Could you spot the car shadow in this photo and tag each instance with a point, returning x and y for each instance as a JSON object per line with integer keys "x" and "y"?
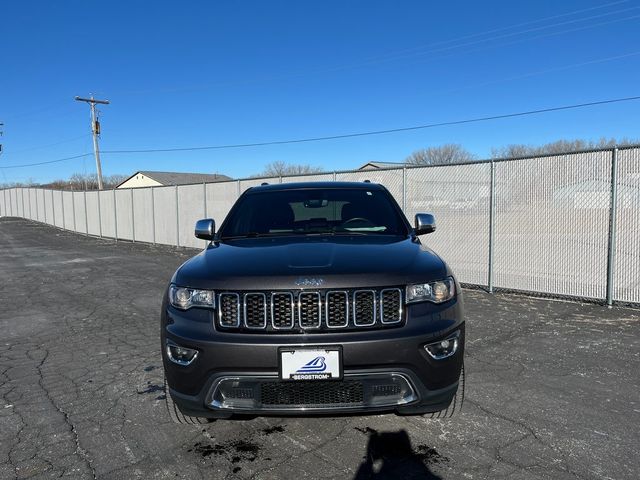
{"x": 391, "y": 455}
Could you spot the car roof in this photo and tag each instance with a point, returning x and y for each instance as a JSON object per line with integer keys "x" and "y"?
{"x": 316, "y": 185}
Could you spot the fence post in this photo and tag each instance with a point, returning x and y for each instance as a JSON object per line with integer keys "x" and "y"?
{"x": 178, "y": 215}
{"x": 53, "y": 209}
{"x": 73, "y": 210}
{"x": 99, "y": 215}
{"x": 62, "y": 203}
{"x": 613, "y": 209}
{"x": 133, "y": 223}
{"x": 153, "y": 213}
{"x": 404, "y": 190}
{"x": 86, "y": 216}
{"x": 115, "y": 214}
{"x": 204, "y": 198}
{"x": 492, "y": 216}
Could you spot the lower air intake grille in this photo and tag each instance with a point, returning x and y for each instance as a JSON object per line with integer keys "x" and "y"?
{"x": 312, "y": 393}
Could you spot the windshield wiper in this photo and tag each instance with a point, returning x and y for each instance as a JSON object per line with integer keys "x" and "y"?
{"x": 249, "y": 235}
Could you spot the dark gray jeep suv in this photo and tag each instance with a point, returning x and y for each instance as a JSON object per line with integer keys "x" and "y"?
{"x": 313, "y": 298}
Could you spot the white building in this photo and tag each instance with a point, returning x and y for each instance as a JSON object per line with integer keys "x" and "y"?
{"x": 159, "y": 179}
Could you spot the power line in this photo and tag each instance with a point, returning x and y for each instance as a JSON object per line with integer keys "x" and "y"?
{"x": 379, "y": 132}
{"x": 13, "y": 152}
{"x": 422, "y": 50}
{"x": 347, "y": 135}
{"x": 48, "y": 162}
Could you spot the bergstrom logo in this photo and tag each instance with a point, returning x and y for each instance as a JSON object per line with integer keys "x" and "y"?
{"x": 314, "y": 366}
{"x": 313, "y": 370}
{"x": 309, "y": 282}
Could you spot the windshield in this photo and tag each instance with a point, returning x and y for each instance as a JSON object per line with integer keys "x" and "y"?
{"x": 314, "y": 211}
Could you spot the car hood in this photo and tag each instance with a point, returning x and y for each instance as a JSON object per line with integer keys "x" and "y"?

=== Exercise details ===
The pictures should not be reproduced; quote all of the other material exactly.

=== Task result ===
Could you spot the car shadow in this photo and tag each instance with a point, returning x and y for each instance as a JSON object per line with integer keys "x" and "y"?
{"x": 391, "y": 455}
Could you spot the car roof in this photo and tag each instance with a point, returning x and y for each instance as a JSON object per line with integer keys "x" and "y"?
{"x": 316, "y": 185}
Could you spot the fence post in this photo and tag each instance with a point, returning x and y for each instance as a JSON object per line with integer keys "x" and "y"?
{"x": 178, "y": 215}
{"x": 53, "y": 209}
{"x": 73, "y": 210}
{"x": 99, "y": 215}
{"x": 62, "y": 203}
{"x": 613, "y": 209}
{"x": 133, "y": 223}
{"x": 153, "y": 213}
{"x": 404, "y": 190}
{"x": 86, "y": 216}
{"x": 115, "y": 214}
{"x": 204, "y": 198}
{"x": 492, "y": 216}
Could you spot the lower air intake grille in this photo and tag each instance with a point, returning x and y for each instance as a JSON object per line with integer keys "x" and "y"?
{"x": 312, "y": 393}
Could you spot the windshield wiper in this photo and tag each instance with a point, returning x and y for each instance as a JSON object per line with integer keys "x" and "y"?
{"x": 249, "y": 235}
Could you spot the dark gray jeep suv in this photo and tag each instance with a point, returning x and y for each instance as a JSON object per line with integer keys "x" and "y"?
{"x": 313, "y": 298}
Could you spot the white building in this photo and tag each instance with a point, returning x and y for each instance as a JSON object per line with integer keys "x" and "y"?
{"x": 159, "y": 179}
Could you spot the power line in this photo and tag each instance with a point, returning x and y for each instance as a JSON object per line with integer keys "x" and "y"?
{"x": 379, "y": 132}
{"x": 13, "y": 152}
{"x": 422, "y": 50}
{"x": 347, "y": 135}
{"x": 48, "y": 162}
Could you spot the bergstrom logo in this photo and tag each instance with a point, returning x and y for each instance as a JSON object per line with integer keys "x" and "y"?
{"x": 314, "y": 366}
{"x": 313, "y": 370}
{"x": 309, "y": 282}
Could you spot the windshield in this photo and tag each instance with a point, returning x and y for each instance as a JSON object per line with integer keys "x" and "y"?
{"x": 314, "y": 211}
Could you spot the car hood in this photo and tag each instance with a point, returning x and y for each instance as a JSON object per line with integer keys "x" and "y"?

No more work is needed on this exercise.